◆ **Action item A**
In the Feathered Pipe text, what was Feathered Pipe the first of in the US?
◆ **Action item B**
Can you transcribe the part of the Feathered Pipe text starting at "#4 What sets" and ending at "at Feathered Pipe?"?
◆ **Action item C**
In the Feathered Pipe text, what tasks does Feathered Pipe say it takes on for yoga teachers who host a retreat there?

Leave your computer at home and come without expectations so that you can receive what is here for you. An experience at the Feathered Pipe experience wakes you up. We mostly go through life asleep. When you are nourished your body with good food – you are taken care of. When you’re in a safe and pristine environment – you can awaken your own truth.

One time, a client was sitting outdoors at a picnic table and a deer came up and licked his face. The deer never lick anyone’s face or even go near people. The unique experience thrilled the man.

#4 What sets Feathered Pipe apart from other retreat centers and programs?

We offer one program at a time in one of the most beautiful, accessible to all (you can even limp in) places in the world. We are always focused on the educational part of our programs, making our curriculum impactful and life changing.

We have never been guru oriented; you don’t have to be a devotee of anybody to study here. You don’t have to be into Indian philosophy to study yoga here. We were the first yoga center in the US that did not focus on a guru.

#5 How can yoga teachers come host a retreat at Feathered Pipe?

Yoga teachers can contact us and we have a discussion about teacher fees, number of students, etc. We do some promotion for teachers; we handle registrations and all logistics. They have to be able to draw sufficient students. Teachers can also rent the whole place and do their own registrations. We are always looking for great teachers and sometimes we invite them.

◆ **Collected data**

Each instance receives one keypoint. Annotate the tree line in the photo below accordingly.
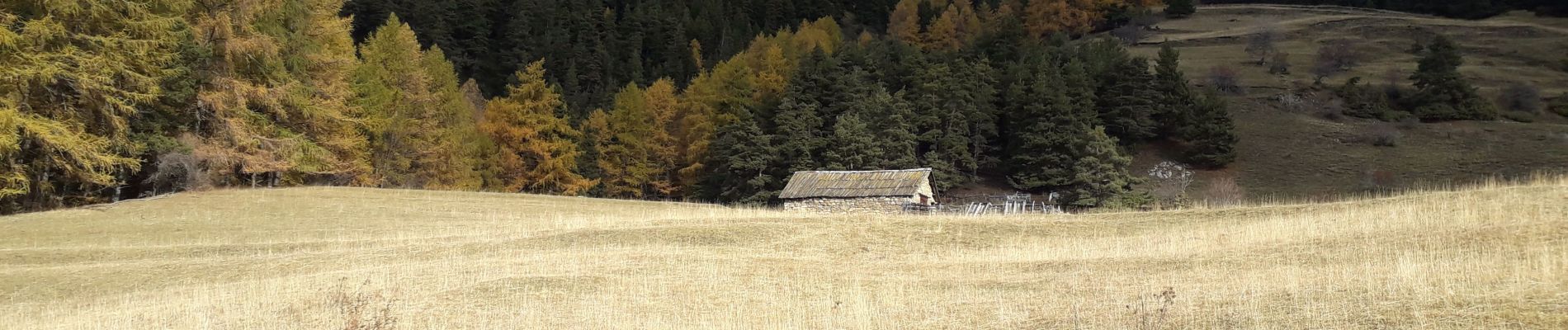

◆ **Your response A**
The first yoga center in the US that did not focus on a guru.

◆ **Your response B**
#4 What sets Feathered Pipe apart from other retreat centers and programs?

We offer one program at a time in one of the most beautiful, accessible to all (you can even limp in) places in the world. We are always focused on the educational part of our programs, making our curriculum impactful and life changing.

We have never been guru oriented; you don’t have to be a devotee of anybody to study here. You don’t have to be into Indian philosophy to study yoga here. We were the first yoga center in the US that did not focus on a guru.

#5 How can yoga teachers come host a retreat at Feathered Pipe?

◆ **Your response C**
Some promotion, registrations, and all logistics.